Exercise brief:
Please gather every line of the records below that holds the word "gray", and copy each one in full.

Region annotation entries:
┌──

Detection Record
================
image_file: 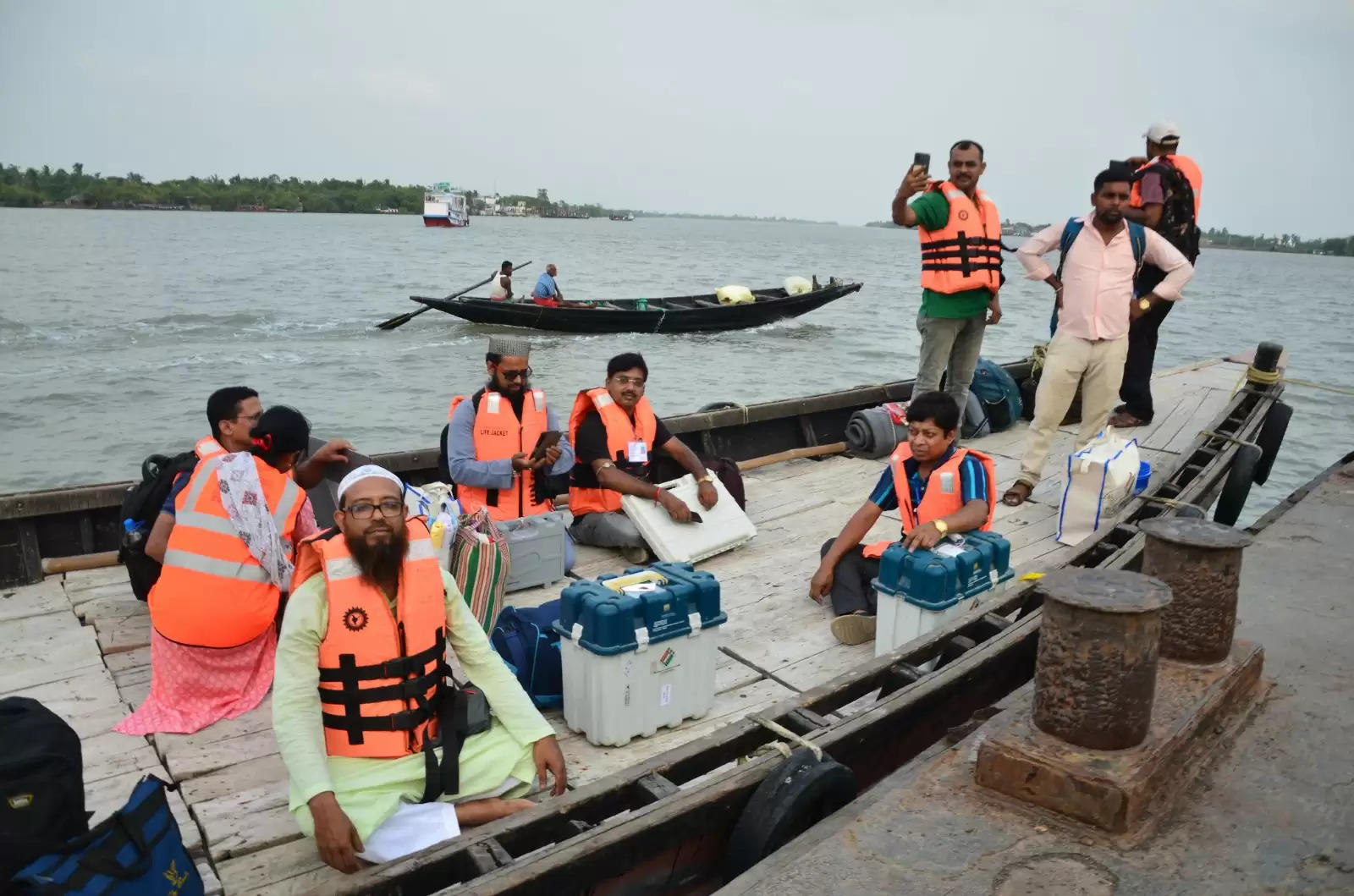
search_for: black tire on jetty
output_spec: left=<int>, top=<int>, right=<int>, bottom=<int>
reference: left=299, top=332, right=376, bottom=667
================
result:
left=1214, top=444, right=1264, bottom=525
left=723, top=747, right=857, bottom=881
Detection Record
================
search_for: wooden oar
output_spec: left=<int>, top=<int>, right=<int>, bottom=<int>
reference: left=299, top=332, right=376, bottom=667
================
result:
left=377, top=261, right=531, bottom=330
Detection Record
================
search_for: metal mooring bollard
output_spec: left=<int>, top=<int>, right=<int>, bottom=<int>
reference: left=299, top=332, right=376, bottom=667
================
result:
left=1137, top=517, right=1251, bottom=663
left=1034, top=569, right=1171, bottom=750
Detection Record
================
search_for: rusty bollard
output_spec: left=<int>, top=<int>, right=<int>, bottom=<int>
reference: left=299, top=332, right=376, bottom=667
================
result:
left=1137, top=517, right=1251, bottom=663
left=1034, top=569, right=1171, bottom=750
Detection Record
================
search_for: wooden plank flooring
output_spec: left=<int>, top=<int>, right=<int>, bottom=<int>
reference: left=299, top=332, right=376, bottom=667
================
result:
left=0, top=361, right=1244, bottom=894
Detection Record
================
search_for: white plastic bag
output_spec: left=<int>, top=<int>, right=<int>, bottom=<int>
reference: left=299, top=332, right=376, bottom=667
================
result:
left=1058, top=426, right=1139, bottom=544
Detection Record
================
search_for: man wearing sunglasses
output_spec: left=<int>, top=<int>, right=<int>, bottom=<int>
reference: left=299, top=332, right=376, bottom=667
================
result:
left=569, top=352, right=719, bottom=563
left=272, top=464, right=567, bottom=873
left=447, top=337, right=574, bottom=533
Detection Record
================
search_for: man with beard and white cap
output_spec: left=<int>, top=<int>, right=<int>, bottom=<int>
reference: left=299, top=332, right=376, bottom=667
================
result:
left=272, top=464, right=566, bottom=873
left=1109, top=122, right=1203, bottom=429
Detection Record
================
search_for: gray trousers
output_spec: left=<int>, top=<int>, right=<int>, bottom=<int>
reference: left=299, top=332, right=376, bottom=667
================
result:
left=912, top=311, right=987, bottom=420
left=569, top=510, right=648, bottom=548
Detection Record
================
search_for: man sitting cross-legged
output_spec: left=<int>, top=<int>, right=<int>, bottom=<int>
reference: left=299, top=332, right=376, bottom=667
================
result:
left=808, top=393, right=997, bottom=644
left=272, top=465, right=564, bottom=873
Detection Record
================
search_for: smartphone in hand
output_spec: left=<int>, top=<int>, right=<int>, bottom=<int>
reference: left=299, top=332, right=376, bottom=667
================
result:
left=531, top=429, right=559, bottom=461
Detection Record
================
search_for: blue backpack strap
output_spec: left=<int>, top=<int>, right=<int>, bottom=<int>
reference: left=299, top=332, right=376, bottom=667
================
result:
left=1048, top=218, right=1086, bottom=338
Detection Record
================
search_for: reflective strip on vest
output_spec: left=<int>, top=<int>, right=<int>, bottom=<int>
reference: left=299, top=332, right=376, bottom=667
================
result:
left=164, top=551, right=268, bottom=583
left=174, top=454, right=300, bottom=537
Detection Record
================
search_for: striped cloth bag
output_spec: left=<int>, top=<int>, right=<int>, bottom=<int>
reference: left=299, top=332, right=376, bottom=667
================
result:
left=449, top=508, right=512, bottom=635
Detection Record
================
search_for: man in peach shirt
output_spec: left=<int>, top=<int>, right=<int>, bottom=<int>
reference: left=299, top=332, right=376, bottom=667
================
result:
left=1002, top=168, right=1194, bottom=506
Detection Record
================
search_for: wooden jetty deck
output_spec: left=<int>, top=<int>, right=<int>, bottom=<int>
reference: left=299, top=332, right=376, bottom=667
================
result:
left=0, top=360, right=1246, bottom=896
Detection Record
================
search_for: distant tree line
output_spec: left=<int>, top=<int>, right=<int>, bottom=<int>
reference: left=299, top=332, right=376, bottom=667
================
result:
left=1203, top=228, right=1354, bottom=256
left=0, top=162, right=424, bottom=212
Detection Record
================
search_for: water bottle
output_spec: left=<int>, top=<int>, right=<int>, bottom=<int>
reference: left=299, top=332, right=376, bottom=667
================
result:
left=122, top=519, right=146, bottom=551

└──
┌──

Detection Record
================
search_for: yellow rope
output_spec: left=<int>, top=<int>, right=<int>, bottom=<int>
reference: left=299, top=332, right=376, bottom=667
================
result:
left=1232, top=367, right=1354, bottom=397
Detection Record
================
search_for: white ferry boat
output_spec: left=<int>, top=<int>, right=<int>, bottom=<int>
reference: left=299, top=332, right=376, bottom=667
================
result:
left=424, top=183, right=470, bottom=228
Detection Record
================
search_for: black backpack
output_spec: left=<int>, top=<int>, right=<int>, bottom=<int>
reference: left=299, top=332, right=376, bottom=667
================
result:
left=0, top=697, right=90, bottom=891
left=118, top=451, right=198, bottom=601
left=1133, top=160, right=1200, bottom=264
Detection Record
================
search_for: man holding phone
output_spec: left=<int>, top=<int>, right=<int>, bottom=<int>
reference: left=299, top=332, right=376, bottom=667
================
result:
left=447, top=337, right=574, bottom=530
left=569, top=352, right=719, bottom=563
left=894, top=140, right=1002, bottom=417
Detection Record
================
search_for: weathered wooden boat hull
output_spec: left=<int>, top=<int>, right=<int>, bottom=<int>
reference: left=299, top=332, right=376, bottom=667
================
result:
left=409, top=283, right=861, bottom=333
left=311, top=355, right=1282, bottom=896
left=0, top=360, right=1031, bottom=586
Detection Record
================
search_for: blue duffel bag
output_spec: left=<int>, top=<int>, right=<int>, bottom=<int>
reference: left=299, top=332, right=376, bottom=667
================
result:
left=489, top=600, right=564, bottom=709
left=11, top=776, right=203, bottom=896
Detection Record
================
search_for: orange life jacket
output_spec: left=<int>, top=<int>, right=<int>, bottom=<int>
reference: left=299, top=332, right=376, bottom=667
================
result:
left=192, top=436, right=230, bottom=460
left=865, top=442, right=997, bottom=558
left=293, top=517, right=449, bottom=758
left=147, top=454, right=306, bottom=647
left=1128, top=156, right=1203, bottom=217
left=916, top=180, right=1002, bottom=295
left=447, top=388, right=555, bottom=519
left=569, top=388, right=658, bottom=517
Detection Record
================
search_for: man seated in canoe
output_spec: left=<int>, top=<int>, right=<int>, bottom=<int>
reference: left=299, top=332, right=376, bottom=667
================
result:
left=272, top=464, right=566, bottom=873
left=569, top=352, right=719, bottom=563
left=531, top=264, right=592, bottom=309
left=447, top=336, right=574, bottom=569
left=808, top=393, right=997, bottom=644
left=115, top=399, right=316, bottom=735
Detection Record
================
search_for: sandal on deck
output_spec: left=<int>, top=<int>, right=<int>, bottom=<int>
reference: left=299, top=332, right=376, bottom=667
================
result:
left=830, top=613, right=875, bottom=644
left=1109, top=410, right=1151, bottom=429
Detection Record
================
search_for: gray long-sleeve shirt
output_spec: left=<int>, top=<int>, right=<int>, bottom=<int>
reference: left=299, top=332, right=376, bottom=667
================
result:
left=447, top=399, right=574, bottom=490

└──

Exercise result:
search_for: gray trousers
search_for: gray long-sleeve shirt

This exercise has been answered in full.